[jira] [Created] (SOLR-2939) Clustering of multilingual search results

Stanislaw Osinski (Created) (JIRA) Fri, 02 Dec 2011 05:26:04 -0800

Clustering of multilingual search results
-----------------------------------------


                 Key: SOLR-2939
                 URL: https://issues.apache.org/jira/browse/SOLR-2939
             Project: Solr
          Issue Type: Improvement
          Components: contrib - Clustering
            Reporter: Stanislaw Osinski
            Assignee: Stanislaw Osinski
             Fix For: 3.6


Carrot2 internally supports clustering of multilingual search results. The 
clustering component should allow passing a language field to Carrot2. This 
feature would need at least two new parameters: {{carrot.lang}} for the name of 
Solr field that contains the language code (ISO 639) and a {{carrot.lcmap}} 
field similar to the one in language recognizer to map arbitrary strings to ISO 
639 codes.

[Data section]
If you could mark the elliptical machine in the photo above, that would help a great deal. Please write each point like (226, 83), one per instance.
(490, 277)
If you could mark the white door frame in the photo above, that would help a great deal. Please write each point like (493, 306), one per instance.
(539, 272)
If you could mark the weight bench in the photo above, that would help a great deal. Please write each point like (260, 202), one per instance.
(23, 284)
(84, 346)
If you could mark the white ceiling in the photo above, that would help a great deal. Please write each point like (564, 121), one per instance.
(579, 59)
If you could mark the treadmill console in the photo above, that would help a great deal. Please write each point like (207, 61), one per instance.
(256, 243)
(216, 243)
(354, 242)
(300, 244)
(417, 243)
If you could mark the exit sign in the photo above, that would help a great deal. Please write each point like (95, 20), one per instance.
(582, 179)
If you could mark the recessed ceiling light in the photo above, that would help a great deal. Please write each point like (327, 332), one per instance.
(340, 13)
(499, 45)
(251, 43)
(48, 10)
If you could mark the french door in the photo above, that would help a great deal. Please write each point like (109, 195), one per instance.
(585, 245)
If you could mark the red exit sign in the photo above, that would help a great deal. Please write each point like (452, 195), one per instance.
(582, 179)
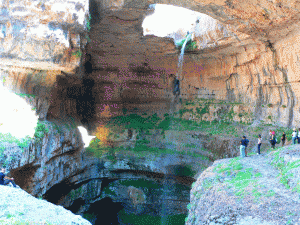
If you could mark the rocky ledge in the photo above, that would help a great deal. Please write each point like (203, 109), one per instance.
(19, 207)
(260, 189)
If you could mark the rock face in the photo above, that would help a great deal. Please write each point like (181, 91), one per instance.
(20, 207)
(261, 189)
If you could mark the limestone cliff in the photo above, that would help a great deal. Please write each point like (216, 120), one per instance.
(261, 189)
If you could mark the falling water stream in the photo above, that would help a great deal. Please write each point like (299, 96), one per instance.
(180, 59)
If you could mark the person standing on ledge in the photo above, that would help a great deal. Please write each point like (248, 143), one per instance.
(4, 180)
(259, 144)
(243, 146)
(176, 90)
(283, 138)
(294, 136)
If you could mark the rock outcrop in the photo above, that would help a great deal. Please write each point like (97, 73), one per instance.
(19, 207)
(261, 189)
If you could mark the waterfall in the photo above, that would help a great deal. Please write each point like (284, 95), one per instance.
(167, 189)
(180, 59)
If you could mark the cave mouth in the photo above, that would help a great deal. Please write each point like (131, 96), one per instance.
(104, 212)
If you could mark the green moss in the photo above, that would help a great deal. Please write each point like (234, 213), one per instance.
(270, 193)
(25, 95)
(186, 170)
(21, 142)
(89, 216)
(127, 218)
(40, 130)
(78, 54)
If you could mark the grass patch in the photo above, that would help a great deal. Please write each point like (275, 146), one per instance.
(21, 142)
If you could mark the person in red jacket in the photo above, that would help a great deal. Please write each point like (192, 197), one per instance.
(4, 180)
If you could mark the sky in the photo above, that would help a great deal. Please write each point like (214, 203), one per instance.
(168, 19)
(16, 116)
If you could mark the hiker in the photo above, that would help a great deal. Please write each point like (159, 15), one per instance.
(273, 140)
(259, 144)
(247, 142)
(283, 138)
(4, 180)
(270, 136)
(243, 147)
(294, 136)
(176, 87)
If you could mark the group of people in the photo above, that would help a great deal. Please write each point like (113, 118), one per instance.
(272, 139)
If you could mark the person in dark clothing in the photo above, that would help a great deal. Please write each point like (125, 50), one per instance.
(283, 138)
(259, 144)
(273, 140)
(4, 180)
(176, 87)
(243, 146)
(88, 68)
(246, 142)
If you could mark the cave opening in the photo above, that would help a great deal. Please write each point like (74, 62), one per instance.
(104, 212)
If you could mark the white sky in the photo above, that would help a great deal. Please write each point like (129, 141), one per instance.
(167, 19)
(16, 116)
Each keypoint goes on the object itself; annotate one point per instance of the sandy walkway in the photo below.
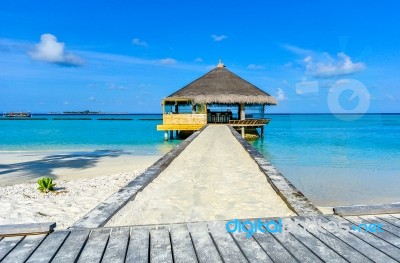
(214, 178)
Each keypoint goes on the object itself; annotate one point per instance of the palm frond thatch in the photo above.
(221, 86)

[Required task] List the field names in the metadata block at the top of the Solr issue report, in the order they appear.

[The answer] Key, URL, Project, Issue Type, Components, Reporter, Assignee, Fix For